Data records
^^^^

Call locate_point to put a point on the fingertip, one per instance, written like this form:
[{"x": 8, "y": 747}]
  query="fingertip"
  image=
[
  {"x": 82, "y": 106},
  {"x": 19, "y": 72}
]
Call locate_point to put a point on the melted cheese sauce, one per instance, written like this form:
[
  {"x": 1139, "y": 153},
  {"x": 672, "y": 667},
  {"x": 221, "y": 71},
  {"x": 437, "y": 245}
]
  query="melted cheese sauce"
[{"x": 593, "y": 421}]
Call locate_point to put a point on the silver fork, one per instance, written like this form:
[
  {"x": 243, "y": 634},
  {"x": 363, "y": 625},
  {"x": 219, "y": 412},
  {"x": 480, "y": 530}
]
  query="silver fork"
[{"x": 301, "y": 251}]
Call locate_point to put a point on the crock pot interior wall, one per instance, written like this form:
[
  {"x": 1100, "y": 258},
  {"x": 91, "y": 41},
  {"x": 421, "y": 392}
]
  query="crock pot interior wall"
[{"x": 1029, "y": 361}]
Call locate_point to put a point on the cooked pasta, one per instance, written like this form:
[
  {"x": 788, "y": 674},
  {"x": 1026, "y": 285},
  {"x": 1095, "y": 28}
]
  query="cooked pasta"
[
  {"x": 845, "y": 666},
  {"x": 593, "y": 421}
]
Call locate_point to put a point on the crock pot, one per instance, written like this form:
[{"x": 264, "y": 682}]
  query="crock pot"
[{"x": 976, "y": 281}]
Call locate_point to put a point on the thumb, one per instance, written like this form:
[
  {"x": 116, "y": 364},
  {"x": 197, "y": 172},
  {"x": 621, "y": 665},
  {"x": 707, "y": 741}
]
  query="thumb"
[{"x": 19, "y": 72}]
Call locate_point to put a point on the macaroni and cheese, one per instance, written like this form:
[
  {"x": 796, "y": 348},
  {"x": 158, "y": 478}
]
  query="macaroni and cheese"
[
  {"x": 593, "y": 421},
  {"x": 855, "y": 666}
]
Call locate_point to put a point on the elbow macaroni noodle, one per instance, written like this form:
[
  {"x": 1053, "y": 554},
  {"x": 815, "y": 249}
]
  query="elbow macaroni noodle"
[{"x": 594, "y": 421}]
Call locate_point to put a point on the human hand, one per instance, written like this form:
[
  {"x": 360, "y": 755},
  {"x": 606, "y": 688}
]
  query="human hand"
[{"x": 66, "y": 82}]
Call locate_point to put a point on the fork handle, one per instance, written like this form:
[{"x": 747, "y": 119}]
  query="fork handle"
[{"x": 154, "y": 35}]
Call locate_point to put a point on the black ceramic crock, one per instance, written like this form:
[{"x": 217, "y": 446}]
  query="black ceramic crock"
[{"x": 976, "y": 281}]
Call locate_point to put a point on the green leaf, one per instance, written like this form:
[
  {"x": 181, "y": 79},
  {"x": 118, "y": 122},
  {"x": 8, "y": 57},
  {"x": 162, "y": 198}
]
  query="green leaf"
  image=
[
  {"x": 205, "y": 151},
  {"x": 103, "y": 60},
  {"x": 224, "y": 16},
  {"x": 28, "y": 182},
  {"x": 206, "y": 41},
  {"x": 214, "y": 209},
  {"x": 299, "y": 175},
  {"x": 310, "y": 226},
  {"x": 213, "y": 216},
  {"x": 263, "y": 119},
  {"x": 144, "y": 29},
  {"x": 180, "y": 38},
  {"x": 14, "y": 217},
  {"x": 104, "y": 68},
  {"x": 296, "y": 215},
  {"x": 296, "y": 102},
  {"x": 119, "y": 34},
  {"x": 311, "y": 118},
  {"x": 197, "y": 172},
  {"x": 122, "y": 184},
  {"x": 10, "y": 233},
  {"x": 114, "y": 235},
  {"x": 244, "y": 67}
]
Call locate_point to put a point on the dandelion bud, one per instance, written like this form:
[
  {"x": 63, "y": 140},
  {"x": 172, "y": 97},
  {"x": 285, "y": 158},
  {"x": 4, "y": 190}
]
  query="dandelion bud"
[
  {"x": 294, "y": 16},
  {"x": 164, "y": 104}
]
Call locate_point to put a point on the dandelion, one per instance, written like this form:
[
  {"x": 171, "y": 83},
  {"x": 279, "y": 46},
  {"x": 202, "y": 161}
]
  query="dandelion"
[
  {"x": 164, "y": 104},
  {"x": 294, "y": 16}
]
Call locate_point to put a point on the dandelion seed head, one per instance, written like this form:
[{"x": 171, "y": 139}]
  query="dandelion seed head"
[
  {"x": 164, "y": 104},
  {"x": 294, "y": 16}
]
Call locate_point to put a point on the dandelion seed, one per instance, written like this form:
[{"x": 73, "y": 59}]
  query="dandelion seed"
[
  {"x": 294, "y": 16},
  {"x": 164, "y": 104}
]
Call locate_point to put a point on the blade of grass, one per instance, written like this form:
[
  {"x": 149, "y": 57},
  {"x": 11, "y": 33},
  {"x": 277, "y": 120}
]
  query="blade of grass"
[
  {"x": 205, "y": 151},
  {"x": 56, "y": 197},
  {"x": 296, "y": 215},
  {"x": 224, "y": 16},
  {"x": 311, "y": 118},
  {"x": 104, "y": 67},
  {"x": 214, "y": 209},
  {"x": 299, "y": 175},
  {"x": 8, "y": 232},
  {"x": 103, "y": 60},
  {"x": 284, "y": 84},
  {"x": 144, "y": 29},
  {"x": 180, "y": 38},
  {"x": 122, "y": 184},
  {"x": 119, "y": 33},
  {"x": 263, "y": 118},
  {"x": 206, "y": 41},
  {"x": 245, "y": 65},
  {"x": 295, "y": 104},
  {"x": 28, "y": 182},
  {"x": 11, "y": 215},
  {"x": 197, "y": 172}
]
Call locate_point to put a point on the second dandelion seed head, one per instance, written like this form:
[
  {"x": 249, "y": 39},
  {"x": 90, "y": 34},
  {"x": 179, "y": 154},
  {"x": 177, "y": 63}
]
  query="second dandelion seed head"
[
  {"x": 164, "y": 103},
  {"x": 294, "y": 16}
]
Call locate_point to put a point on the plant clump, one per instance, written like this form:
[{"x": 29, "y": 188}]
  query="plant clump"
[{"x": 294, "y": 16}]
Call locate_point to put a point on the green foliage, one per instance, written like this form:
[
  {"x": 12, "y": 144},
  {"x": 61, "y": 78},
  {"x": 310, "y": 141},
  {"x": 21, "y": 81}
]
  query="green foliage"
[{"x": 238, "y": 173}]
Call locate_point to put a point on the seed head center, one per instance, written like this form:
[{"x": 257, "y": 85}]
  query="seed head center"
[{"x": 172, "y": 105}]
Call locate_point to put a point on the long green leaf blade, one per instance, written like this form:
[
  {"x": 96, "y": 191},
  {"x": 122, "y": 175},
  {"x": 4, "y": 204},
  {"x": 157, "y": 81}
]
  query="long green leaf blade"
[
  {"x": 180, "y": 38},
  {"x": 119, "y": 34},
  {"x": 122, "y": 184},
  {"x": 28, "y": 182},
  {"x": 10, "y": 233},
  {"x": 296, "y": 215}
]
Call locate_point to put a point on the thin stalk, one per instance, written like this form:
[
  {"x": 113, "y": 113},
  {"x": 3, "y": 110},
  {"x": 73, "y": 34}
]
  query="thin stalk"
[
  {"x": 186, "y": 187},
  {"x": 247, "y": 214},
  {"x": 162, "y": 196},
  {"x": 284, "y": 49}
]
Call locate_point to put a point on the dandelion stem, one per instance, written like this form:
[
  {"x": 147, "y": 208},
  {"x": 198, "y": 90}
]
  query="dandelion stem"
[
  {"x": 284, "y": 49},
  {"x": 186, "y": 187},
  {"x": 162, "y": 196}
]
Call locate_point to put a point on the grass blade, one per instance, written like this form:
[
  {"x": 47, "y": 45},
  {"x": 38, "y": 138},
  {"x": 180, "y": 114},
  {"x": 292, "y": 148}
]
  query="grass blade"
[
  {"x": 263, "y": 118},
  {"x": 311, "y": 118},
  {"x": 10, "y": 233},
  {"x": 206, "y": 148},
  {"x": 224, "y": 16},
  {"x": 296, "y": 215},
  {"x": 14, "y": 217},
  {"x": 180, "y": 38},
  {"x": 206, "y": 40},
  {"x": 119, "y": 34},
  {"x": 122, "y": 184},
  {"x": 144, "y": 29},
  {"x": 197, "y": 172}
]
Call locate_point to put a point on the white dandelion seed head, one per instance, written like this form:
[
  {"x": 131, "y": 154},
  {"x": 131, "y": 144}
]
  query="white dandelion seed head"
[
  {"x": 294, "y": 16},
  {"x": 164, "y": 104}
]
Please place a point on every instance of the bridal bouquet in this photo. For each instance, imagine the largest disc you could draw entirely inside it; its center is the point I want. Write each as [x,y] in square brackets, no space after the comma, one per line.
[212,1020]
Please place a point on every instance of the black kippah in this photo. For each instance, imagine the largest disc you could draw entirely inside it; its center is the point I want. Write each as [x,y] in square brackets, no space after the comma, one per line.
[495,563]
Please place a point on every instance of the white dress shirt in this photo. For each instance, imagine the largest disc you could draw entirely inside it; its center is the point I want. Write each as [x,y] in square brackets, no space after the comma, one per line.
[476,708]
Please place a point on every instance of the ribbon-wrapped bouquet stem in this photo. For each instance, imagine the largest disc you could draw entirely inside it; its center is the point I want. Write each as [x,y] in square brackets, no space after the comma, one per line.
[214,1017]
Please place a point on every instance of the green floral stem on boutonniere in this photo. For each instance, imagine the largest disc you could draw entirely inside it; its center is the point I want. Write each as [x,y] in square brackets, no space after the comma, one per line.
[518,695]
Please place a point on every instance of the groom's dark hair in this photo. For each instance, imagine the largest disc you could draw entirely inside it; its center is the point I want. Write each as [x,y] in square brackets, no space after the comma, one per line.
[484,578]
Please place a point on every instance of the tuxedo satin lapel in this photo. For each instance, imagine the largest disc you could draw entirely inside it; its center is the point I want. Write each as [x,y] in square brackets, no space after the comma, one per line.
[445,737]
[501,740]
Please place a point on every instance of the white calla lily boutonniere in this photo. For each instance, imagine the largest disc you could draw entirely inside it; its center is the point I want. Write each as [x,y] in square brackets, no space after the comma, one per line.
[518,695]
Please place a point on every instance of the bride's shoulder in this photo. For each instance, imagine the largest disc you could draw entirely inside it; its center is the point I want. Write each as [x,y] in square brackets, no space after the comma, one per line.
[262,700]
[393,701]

^^^^

*The request:* Copy out the lines of the records verbatim, starting with the line that contains "Please place a point on every instance of the white calla" and continuing through the end of the records.

*Correct response:*
Please place a point on every instance of the white calla lily boutonniere in this photo. For each instance, imagine the largest disc you could draw entirely inside it; its center is the point I want. Write each as [x,y] in square brackets, no space after the comma, one per line.
[518,695]
Please place a point on every instance of the bride's shoulder in this photo. For each instance, imagine the largest disc you could draw entirely inside it; its center is the point I want. Write each as [x,y] in square brackets, no space after the comma, one per line.
[262,700]
[393,701]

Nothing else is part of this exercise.